» WHAT YOU SHOULD DO
Render the stretch of records from the line containing "Roadside-survey request: point out the carabiner" through the line containing "(1086, 624)" as a Markdown table with two columns, Number and Text. Put the row number in Number and the line in Text, and skip any blank lines.

» DATA EXTRACT
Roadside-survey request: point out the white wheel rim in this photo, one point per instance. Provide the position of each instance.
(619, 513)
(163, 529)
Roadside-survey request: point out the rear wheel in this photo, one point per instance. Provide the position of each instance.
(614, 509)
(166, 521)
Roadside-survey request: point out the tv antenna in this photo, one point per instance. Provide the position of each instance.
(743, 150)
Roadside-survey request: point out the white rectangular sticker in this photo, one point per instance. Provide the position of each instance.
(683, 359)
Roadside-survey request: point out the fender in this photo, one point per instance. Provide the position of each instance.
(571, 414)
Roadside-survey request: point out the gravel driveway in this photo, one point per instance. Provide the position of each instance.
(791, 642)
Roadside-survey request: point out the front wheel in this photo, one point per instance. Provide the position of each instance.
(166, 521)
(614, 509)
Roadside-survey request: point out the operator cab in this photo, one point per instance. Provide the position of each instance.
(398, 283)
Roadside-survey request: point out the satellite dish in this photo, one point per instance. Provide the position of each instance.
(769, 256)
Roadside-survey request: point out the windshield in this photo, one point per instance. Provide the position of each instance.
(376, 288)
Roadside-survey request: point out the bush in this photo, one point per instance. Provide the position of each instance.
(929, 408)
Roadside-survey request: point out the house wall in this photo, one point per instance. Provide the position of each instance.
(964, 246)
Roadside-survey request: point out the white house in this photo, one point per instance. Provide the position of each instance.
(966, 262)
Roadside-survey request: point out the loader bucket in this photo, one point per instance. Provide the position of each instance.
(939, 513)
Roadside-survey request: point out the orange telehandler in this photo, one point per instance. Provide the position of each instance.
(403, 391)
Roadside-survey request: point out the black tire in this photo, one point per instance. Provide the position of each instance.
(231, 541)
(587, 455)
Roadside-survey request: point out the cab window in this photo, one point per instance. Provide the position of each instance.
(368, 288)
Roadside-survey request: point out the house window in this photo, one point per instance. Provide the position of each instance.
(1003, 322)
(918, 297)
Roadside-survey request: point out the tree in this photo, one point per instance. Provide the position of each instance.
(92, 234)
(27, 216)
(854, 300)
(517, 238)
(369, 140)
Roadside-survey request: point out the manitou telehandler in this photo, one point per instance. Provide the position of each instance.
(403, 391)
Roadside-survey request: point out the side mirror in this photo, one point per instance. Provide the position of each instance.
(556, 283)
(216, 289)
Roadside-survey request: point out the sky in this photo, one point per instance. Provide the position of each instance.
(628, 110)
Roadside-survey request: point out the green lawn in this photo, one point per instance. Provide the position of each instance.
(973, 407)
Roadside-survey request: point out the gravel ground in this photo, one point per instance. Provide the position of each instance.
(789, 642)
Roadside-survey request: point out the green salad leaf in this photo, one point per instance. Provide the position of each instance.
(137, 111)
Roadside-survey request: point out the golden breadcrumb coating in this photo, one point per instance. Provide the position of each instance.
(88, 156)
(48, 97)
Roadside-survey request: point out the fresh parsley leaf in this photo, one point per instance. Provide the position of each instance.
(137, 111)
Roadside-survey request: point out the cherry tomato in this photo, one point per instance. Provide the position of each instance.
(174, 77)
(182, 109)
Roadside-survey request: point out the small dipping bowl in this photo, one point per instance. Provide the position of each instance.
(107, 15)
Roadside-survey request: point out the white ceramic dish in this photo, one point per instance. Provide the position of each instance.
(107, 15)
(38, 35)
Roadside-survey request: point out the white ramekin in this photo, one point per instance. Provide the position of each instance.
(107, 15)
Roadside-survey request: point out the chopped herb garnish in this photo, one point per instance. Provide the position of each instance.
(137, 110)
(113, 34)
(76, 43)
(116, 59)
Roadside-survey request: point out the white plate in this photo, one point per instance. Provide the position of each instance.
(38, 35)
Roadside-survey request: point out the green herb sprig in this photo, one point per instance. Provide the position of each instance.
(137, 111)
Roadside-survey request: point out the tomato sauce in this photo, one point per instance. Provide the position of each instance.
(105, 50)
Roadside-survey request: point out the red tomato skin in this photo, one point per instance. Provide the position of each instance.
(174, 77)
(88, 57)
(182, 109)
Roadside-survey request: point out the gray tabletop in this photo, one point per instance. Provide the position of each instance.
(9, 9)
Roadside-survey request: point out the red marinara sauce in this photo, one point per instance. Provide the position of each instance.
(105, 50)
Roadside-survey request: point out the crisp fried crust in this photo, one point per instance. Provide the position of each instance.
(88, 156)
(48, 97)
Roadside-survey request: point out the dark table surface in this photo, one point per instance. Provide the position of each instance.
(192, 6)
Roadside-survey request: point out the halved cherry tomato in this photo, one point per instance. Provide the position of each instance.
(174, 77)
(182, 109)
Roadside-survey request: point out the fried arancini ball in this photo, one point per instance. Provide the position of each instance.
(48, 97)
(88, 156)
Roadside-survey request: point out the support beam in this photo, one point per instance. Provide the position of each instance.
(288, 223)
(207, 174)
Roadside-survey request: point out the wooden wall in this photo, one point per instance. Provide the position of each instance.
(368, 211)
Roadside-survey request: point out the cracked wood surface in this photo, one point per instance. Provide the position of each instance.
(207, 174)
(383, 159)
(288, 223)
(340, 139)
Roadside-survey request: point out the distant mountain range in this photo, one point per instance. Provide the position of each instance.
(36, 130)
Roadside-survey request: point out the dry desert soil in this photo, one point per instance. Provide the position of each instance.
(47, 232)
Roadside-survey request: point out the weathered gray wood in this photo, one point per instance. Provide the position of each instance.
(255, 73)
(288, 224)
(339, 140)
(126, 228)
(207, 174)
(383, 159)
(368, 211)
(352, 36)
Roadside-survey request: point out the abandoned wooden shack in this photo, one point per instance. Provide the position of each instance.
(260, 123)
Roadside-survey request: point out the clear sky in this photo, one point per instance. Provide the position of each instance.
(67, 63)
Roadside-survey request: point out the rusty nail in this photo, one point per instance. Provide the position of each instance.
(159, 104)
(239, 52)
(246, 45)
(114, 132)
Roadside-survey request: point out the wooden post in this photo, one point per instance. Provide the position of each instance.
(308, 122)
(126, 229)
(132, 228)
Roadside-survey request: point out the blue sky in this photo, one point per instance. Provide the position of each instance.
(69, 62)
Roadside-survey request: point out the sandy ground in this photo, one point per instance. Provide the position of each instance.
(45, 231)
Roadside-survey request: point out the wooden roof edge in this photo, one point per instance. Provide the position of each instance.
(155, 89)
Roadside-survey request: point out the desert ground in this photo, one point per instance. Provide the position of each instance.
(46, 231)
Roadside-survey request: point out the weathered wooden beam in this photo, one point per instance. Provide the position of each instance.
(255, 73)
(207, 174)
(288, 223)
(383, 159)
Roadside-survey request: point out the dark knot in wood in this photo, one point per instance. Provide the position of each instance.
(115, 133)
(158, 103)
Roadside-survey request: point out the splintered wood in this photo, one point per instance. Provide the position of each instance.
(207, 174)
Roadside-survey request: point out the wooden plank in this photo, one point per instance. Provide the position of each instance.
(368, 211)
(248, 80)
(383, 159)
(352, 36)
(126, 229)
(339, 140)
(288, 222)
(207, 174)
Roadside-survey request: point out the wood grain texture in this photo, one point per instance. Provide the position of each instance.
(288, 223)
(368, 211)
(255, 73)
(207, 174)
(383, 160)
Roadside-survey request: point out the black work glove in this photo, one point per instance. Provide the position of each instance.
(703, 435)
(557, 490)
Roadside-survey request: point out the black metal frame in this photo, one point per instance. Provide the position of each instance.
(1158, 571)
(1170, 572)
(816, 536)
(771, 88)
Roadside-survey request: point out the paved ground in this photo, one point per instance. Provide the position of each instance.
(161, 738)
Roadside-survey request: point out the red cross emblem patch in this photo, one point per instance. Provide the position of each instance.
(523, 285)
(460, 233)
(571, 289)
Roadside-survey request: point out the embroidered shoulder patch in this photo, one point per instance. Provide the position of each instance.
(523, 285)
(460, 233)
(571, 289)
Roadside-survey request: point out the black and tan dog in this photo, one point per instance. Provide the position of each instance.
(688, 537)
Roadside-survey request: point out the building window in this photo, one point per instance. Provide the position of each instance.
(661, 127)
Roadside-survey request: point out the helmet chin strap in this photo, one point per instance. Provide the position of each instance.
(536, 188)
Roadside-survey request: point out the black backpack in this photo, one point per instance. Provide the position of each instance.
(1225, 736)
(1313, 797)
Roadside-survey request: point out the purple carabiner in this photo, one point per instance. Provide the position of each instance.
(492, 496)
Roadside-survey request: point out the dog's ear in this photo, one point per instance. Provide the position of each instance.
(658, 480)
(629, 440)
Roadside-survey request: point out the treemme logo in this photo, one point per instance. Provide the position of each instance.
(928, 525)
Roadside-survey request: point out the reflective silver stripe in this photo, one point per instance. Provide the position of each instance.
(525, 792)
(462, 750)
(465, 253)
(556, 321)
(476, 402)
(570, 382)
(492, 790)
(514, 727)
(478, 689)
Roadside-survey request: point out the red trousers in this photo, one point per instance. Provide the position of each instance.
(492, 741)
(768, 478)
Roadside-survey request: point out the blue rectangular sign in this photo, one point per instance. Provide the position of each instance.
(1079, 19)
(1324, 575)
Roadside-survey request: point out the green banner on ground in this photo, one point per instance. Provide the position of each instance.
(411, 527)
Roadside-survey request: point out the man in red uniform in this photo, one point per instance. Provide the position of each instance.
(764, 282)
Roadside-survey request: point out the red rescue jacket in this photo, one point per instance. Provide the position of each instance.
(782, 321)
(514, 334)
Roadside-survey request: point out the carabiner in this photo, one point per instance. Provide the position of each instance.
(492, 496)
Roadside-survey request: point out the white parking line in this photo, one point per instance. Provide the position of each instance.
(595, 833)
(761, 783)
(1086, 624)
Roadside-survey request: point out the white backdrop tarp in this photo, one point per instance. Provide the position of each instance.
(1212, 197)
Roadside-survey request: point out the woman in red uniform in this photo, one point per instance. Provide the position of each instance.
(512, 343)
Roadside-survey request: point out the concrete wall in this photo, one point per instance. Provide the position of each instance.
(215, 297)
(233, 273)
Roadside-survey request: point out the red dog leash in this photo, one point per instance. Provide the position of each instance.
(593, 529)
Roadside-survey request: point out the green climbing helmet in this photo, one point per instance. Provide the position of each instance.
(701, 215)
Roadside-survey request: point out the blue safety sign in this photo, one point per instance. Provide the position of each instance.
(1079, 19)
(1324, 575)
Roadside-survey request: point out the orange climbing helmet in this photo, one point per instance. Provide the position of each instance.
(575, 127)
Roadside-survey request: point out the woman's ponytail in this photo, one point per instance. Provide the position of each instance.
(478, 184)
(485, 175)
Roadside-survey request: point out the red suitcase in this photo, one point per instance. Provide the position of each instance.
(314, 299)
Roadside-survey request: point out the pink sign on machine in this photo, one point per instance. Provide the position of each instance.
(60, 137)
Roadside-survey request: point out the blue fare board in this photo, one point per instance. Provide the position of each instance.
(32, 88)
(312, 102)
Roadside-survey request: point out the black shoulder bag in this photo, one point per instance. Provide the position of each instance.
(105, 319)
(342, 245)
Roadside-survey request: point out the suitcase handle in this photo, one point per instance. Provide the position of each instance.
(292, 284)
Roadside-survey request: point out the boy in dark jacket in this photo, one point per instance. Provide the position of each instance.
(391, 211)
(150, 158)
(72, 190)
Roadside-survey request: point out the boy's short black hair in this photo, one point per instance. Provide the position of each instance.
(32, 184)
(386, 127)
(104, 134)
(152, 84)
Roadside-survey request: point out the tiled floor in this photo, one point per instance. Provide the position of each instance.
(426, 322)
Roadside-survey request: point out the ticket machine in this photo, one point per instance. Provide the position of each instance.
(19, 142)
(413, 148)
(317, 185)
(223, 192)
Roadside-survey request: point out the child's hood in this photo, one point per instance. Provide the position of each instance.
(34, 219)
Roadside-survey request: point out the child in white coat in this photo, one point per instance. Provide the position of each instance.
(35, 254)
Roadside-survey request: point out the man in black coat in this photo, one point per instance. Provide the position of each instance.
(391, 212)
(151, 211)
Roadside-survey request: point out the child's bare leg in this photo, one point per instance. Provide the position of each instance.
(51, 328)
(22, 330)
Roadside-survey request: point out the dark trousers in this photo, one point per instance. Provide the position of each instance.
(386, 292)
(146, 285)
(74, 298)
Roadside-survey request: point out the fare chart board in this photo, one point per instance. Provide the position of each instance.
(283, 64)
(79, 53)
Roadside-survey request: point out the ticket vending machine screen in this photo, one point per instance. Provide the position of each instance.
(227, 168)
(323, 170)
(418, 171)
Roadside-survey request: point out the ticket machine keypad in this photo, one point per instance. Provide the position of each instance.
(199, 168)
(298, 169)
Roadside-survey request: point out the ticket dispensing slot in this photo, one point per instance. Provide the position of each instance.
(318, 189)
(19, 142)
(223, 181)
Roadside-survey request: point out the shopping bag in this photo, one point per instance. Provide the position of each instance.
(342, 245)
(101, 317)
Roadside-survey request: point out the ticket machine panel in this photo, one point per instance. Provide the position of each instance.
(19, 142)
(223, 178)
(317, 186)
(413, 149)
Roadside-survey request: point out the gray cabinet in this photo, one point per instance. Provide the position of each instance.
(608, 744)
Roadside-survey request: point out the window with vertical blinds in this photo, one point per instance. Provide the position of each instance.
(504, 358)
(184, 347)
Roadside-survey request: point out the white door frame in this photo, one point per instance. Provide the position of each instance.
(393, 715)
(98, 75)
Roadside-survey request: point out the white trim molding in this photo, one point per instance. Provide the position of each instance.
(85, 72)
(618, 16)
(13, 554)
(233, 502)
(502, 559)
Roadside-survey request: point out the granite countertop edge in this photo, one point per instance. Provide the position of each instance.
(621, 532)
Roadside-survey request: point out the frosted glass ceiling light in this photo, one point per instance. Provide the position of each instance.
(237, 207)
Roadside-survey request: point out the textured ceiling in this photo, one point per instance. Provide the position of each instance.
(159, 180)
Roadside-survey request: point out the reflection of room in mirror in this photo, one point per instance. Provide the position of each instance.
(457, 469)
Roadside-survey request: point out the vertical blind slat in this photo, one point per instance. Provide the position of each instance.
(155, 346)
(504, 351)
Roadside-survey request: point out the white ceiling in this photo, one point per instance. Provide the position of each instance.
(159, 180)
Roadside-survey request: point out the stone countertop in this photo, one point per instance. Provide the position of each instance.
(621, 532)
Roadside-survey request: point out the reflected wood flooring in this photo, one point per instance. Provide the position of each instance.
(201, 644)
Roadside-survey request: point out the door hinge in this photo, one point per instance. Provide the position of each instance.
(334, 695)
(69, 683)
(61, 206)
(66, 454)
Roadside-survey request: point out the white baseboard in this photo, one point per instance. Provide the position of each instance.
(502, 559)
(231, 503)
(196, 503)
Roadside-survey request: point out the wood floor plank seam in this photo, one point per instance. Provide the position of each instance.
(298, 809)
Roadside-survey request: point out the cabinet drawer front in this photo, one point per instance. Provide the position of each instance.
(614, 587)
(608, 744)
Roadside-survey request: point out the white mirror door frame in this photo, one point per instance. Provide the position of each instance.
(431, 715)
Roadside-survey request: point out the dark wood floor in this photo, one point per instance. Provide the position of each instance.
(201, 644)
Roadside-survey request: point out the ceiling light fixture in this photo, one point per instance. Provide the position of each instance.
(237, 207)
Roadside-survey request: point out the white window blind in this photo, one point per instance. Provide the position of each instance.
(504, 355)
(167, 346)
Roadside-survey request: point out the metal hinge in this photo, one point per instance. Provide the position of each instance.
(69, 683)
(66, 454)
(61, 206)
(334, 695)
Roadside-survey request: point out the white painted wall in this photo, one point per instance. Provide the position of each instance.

» CORRECT RESULT
| Number | Text |
|---|---|
| 1 | Roadside-survey request: point out the carabiner in this photo, one point per instance. Provide the position of each instance. |
| 2 | (492, 496) |
| 3 | Roadside-survey request: point out the white parking line in this photo, one point per instance. Provide the position of each instance. |
| 4 | (595, 833) |
| 5 | (761, 783) |
| 6 | (1086, 624) |